[Opening EXCERPT PROVIDED section]
Generally speaking, companies need to pay more to keep good candidates right now. After the COVID-19 pandemic, employees are looking for higher wages, better benefits, and flexibility in the workplace. Here is how you can assess your budget to make room to increase wages.   

How to Determine Your Business Budget  

When you set about to determine your business’s budget, you need to consider multiple parts of your operation. You will need to determine if your need for new employees is immediate or not.   

Additionally, you will need to account for all of your employee wages and benefits and how they will impact your overall budget. Being realistic with these costs and goals will help you establish a more accurate budget for your company. Then, you will be able to move forward with calculating percentages for your business budget. Here are the four areas to consider when creating percentages.   

Operating Budget  

There are two budget categories when it comes to running an organization: a capital budget and an operating budget. A capital budget typically looks at your necessities for running the business. For example, it will include expenses like new equipment and the cost of office space. Capital budgets also generally take a look at a few years at a time.
[Closing EXCERPT PROVIDED section]
*REQUIRED ACTION 1*:
Answer from the business budget excerpt:
(a) How many areas does it say to consider when creating percentages?
(b) What two budget categories does it name for running an organization?
(c) How many years at a time do capital budgets generally look at?
*REQUIRED ACTION 2*:
List everything the business budget excerpt says employees are looking for after the COVID-19 pandemic.
*REQUIRED ACTION 3*:
Carry on the business budget excerpt, starting right after its final sentence about capital budgets.
The material that comes next is from a separate source and is not part of the business budget excerpt.
[Opening PROVIDED RECORDS section]
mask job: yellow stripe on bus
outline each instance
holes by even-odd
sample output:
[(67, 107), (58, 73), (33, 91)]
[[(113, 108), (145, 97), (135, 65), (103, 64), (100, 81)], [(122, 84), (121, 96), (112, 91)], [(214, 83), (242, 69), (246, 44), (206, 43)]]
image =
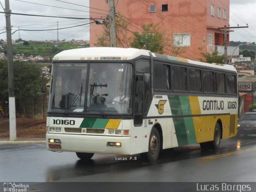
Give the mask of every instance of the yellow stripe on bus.
[(121, 119), (110, 119), (105, 126), (105, 129), (116, 129), (118, 127)]
[(190, 109), (192, 114), (200, 115), (201, 110), (197, 96), (188, 96), (188, 99), (189, 99), (189, 103), (190, 104)]
[[(197, 96), (189, 96), (188, 99), (191, 110), (191, 114), (192, 115), (201, 114), (200, 106)], [(195, 130), (195, 134), (196, 134), (196, 138), (198, 143), (201, 142), (203, 140), (202, 134), (202, 117), (193, 117), (192, 118)]]
[(187, 59), (183, 59), (182, 58), (178, 58), (178, 61), (180, 61), (181, 62), (184, 62), (184, 63), (188, 63), (188, 60)]

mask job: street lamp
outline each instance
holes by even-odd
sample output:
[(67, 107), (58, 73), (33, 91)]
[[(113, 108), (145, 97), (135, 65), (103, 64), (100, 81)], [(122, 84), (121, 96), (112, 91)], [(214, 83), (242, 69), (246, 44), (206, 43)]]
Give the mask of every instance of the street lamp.
[(237, 48), (239, 46), (240, 46), (241, 45), (245, 45), (246, 46), (248, 46), (252, 44), (252, 43), (250, 43), (250, 42), (247, 42), (247, 43), (244, 43), (243, 44), (241, 44), (240, 45), (239, 45), (238, 46), (237, 46), (236, 48), (235, 48), (235, 49), (234, 49), (234, 52), (233, 52), (233, 53), (232, 54), (232, 55), (230, 57), (230, 58), (229, 60), (229, 61), (228, 61), (228, 64), (229, 64), (229, 62), (230, 62), (230, 61), (231, 60), (231, 59), (232, 58), (232, 57), (233, 56), (233, 55), (234, 55), (234, 54), (235, 52), (235, 51), (236, 50), (236, 48)]

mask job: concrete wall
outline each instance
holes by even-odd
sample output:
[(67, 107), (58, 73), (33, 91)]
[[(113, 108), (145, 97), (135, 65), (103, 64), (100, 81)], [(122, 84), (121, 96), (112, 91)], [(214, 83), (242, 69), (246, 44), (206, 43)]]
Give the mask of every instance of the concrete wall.
[(30, 97), (28, 102), (18, 101), (17, 116), (38, 119), (46, 119), (48, 108), (49, 96), (43, 95)]

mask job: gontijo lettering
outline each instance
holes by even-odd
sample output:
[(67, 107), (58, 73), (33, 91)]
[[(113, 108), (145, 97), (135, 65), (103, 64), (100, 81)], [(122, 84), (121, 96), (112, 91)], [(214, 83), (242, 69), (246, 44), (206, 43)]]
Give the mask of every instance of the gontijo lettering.
[(224, 102), (216, 100), (204, 100), (203, 110), (223, 110)]

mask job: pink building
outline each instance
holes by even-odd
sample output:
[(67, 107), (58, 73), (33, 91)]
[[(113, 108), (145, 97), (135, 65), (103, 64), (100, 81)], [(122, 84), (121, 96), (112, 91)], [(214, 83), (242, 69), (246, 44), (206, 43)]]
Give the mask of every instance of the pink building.
[[(117, 15), (130, 24), (129, 30), (140, 33), (142, 24), (159, 24), (169, 33), (174, 46), (184, 47), (183, 57), (197, 60), (201, 57), (201, 51), (224, 53), (224, 33), (218, 28), (228, 26), (229, 0), (122, 0), (115, 3), (116, 12), (120, 14)], [(104, 0), (90, 0), (90, 7), (91, 18), (106, 18), (108, 14)], [(90, 26), (90, 46), (95, 46), (96, 35), (102, 34), (104, 27)], [(130, 32), (128, 34), (133, 36)]]

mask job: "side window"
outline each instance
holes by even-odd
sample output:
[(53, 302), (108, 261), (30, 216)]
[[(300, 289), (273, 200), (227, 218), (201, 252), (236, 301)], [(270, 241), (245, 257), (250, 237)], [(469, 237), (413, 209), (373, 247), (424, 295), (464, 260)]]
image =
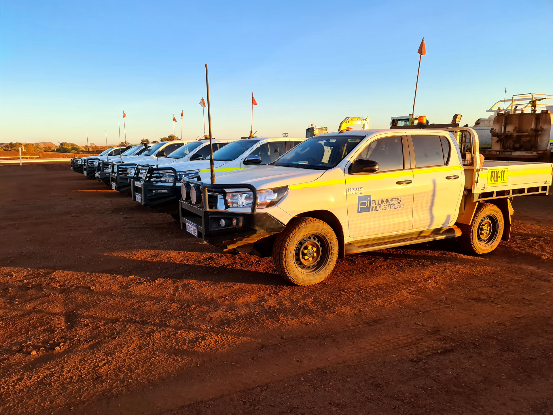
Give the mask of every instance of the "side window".
[(379, 172), (403, 168), (403, 147), (401, 137), (379, 138), (365, 147), (357, 158), (372, 160), (378, 163)]
[(216, 150), (218, 150), (220, 148), (222, 148), (227, 144), (228, 144), (228, 143), (217, 143), (213, 146), (213, 152), (215, 153)]
[[(216, 148), (215, 144), (213, 144), (213, 153), (215, 152), (215, 148)], [(203, 147), (202, 147), (199, 150), (198, 150), (197, 152), (196, 152), (194, 153), (194, 155), (195, 155), (196, 154), (201, 154), (201, 156), (202, 156), (202, 158), (205, 158), (208, 155), (210, 155), (211, 154), (211, 152), (210, 150), (209, 144), (207, 144), (207, 146), (204, 146)]]
[(275, 141), (262, 144), (250, 154), (261, 157), (262, 164), (268, 164), (285, 153), (286, 153), (286, 142)]
[(165, 152), (165, 155), (169, 155), (170, 153), (173, 153), (174, 151), (175, 151), (176, 149), (178, 149), (179, 147), (180, 147), (182, 145), (182, 143), (175, 143), (175, 144), (170, 144), (166, 147), (165, 147), (165, 148), (164, 148), (162, 150), (162, 151), (164, 151)]
[(451, 146), (450, 146), (449, 140), (445, 137), (440, 137), (440, 139), (442, 142), (442, 151), (444, 152), (444, 161), (445, 162), (444, 164), (447, 164), (449, 163), (449, 158), (451, 155)]
[(439, 136), (411, 136), (417, 167), (444, 165), (445, 160)]

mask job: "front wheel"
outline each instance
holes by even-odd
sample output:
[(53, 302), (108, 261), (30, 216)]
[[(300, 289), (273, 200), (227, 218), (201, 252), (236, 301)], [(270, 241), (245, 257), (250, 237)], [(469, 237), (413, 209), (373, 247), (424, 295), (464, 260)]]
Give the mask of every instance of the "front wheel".
[(482, 255), (499, 245), (503, 235), (503, 215), (495, 205), (482, 203), (476, 209), (470, 225), (458, 225), (461, 231), (459, 245), (465, 251)]
[(338, 240), (332, 229), (313, 217), (297, 217), (276, 236), (273, 248), (281, 276), (298, 286), (320, 282), (338, 258)]

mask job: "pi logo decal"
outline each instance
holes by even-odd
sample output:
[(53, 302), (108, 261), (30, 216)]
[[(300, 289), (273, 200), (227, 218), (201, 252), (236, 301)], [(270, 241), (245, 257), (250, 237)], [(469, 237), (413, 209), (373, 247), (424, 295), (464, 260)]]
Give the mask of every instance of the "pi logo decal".
[(357, 213), (371, 211), (371, 195), (357, 196)]

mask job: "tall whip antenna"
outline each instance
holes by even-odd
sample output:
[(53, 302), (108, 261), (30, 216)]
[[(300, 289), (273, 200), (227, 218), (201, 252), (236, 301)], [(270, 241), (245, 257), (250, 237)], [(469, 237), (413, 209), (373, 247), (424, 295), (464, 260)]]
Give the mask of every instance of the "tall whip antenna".
[(213, 137), (211, 135), (211, 110), (209, 101), (209, 77), (207, 76), (207, 64), (206, 64), (206, 88), (207, 90), (207, 122), (209, 124), (209, 147), (211, 157), (210, 158), (210, 169), (211, 172), (211, 184), (215, 184), (215, 168), (213, 164)]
[Closing PROVIDED RECORDS section]
*TASK ANSWER 1*:
(a) Four.
(b) A capital budget and an operating budget.
(c) A few years at a time.

*TASK ANSWER 2*:
- Higher wages
- Better benefits
- Flexibility in the workplace

*TASK ANSWER 3*:
Your operating budget covers a variety of aspects of a business. It will give you information on how much it will cost to run your business over the next 12 months. The operating budget includes employee salaries, sales, production, and materials. So, this is the area of the budget you will examine more closely to see where you can make room for increasing wages.  

What Sector is Your Business In?  

Now that you know what expenses you should be looking at more closely to determine wage increases, you should consider what sector your business is in. Depending on where your organization falls, you will have different requirements to meet for employee salaries and other business-related costs. A retail business won’t have the same expenses as a healthcare organization.  

The amount of money you pay in salary and benefits will differ depending on your sector. For instance, nonprofit organizations will pay their employee’s different rates than construction companies, meaning the budget percentages for employee salaries will look different.   

Employee Salaries   

All that being said, when it comes to allocating a percentage of your revenue to employee salaries, there are several things you need to take into consideration. Not only will each employee’s salary be included in this figure, but you will also need to account for payroll costs, benefits, unemployment insurance taxes, workers comp, overtime, reimbursements, and paid leave.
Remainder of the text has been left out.